Passage:
┌──
A new non-invasive method to detect the presence of human papilloma virus (HPV)-16 in saliva has been successfully used in a collaboration between Duke University, UCLA, and University of Birmingham. HPV-16 is a high-risk virus known to be an etiologic agent for the development of head and neck cancers, specifically with oropharyngeal caners (OPCs). Cancers in these regions often do not get diagnosed until they become advanced, which is mainly due to their location making it difficult to see during routine clinical exams.

Published in the Journal of Molecular Diagnostics, the researchers used a technique called acoustofluidic exome isolation to detect HPV-16 in saliva which could provide faster and more accurate methods for detection.

HPV-16 driven oropharyngeal cancers are one of the fastest-rising cancers in Western countries, especially in younger patients, with 115,000 cases per year worldwide. This cancer usually responds well to treatment with a disease-free survival rate of 85-90%, however early detection is difficult.
└──
Reproduce the passage above on the saliva test for HPV-16 word for word, in full.

Excerpted data:
┌──
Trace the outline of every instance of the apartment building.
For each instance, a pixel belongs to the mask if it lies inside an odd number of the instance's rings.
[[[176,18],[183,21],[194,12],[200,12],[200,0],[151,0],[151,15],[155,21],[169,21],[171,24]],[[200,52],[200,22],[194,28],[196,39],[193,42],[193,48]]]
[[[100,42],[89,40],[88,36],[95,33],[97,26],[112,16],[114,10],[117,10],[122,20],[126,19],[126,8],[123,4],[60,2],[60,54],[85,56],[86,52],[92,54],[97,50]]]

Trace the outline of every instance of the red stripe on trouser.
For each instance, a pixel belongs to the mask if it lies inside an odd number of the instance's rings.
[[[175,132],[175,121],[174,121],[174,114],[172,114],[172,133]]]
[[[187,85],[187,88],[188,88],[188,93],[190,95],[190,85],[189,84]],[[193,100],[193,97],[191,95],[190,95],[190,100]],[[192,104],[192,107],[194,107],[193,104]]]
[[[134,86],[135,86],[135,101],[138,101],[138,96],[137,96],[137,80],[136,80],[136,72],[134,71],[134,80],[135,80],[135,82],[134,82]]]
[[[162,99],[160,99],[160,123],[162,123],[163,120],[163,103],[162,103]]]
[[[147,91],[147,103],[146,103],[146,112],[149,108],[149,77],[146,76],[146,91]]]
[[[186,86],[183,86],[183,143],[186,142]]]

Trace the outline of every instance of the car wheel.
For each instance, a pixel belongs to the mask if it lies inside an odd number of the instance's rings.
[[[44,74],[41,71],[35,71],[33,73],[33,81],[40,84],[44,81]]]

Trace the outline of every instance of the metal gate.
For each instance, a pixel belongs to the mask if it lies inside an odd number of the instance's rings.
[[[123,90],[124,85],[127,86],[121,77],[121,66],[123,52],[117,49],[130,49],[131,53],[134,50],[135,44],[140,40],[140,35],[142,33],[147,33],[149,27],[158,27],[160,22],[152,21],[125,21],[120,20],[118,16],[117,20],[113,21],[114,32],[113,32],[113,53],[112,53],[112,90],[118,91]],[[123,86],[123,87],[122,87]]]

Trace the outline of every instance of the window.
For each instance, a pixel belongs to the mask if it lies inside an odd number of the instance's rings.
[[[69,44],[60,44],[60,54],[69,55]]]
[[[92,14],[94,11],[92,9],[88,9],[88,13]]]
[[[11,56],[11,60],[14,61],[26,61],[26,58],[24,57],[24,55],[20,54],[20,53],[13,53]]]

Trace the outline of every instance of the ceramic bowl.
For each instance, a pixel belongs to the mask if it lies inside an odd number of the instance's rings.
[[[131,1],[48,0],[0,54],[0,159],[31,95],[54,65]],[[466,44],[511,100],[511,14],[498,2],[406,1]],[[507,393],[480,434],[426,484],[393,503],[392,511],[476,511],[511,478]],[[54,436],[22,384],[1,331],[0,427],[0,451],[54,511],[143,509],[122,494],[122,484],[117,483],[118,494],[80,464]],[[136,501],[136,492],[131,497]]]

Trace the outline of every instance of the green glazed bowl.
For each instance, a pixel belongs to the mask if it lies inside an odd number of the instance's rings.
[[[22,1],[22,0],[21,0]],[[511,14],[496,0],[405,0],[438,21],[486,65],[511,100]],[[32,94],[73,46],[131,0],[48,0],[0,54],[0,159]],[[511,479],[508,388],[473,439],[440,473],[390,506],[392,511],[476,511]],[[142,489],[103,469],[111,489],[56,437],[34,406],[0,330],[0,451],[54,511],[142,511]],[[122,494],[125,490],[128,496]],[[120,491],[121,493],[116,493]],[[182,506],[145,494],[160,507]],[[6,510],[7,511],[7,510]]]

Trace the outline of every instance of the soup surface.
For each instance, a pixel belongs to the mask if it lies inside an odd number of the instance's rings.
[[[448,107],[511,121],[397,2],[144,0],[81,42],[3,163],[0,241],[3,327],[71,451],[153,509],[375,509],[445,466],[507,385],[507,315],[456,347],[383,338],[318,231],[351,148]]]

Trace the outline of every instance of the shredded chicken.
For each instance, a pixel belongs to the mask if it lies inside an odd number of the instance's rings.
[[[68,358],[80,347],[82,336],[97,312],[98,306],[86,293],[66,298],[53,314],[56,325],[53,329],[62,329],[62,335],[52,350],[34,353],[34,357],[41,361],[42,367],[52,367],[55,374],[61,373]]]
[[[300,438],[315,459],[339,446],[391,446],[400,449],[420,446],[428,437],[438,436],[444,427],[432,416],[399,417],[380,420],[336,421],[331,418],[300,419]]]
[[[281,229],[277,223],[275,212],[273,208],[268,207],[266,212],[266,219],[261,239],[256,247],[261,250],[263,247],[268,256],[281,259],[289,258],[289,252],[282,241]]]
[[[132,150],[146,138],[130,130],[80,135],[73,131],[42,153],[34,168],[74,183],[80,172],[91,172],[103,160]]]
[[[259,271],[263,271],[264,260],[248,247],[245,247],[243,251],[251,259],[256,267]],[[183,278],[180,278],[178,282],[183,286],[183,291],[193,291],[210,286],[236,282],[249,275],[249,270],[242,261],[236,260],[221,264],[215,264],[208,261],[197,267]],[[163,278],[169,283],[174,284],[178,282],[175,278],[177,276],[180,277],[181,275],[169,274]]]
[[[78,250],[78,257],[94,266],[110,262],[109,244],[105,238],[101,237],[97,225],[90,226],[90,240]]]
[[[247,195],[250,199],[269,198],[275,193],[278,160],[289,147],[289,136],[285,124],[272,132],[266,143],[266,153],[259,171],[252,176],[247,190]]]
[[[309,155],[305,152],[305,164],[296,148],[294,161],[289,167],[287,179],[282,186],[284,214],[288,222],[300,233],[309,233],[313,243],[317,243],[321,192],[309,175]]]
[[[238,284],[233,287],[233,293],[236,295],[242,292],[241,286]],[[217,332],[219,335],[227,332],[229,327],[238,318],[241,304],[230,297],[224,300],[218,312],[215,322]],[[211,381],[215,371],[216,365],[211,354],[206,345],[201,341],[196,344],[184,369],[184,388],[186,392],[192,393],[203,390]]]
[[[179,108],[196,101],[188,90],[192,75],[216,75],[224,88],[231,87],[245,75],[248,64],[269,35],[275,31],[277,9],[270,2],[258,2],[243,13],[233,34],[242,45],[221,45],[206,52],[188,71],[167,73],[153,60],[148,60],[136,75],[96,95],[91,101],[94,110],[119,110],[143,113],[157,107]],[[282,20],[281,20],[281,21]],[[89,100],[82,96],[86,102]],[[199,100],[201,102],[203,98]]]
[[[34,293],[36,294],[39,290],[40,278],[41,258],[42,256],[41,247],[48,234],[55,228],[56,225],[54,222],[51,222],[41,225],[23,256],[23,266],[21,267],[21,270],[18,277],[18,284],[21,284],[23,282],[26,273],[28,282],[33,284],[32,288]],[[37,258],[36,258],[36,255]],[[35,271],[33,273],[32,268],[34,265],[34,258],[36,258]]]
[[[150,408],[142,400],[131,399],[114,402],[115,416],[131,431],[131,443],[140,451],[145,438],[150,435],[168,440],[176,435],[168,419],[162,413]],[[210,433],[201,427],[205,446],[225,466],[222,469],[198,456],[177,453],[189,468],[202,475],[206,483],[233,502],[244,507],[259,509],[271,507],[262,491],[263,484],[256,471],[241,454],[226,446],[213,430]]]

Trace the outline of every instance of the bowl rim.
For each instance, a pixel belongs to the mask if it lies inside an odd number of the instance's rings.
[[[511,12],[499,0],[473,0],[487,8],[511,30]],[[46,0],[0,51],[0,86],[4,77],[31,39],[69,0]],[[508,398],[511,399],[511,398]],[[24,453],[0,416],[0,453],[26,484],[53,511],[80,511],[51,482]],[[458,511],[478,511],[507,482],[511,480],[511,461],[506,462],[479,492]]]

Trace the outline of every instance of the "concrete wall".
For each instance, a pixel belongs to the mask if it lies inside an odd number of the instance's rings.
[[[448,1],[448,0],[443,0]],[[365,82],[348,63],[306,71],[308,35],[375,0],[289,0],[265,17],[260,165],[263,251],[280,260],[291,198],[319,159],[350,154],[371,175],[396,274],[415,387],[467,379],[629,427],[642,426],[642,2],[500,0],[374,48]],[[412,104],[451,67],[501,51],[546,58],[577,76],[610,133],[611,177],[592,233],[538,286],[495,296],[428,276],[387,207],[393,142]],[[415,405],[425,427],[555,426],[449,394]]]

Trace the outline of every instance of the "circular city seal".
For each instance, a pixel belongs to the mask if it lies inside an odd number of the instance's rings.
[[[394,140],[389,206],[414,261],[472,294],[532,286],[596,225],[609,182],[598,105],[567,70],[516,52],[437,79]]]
└──
Written solution:
A new non-invasive method to detect the presence of human papilloma virus (HPV)-16 in saliva has been successfully used in a collaboration between Duke University, UCLA, and University of Birmingham. HPV-16 is a high-risk virus known to be an etiologic agent for the development of head and neck cancers, specifically with oropharyngeal caners (OPCs). Cancers in these regions often do not get diagnosed until they become advanced, which is mainly due to their location making it difficult to see during routine clinical exams.

Published in the Journal of Molecular Diagnostics, the researchers used a technique called acoustofluidic exome isolation to detect HPV-16 in saliva which could provide faster and more accurate methods for detection.

HPV-16 driven oropharyngeal cancers are one of the fastest-rising cancers in Western countries, especially in younger patients, with 115,000 cases per year worldwide. This cancer usually responds well to treatment with a disease-free survival rate of 85-90%, however early detection is difficult.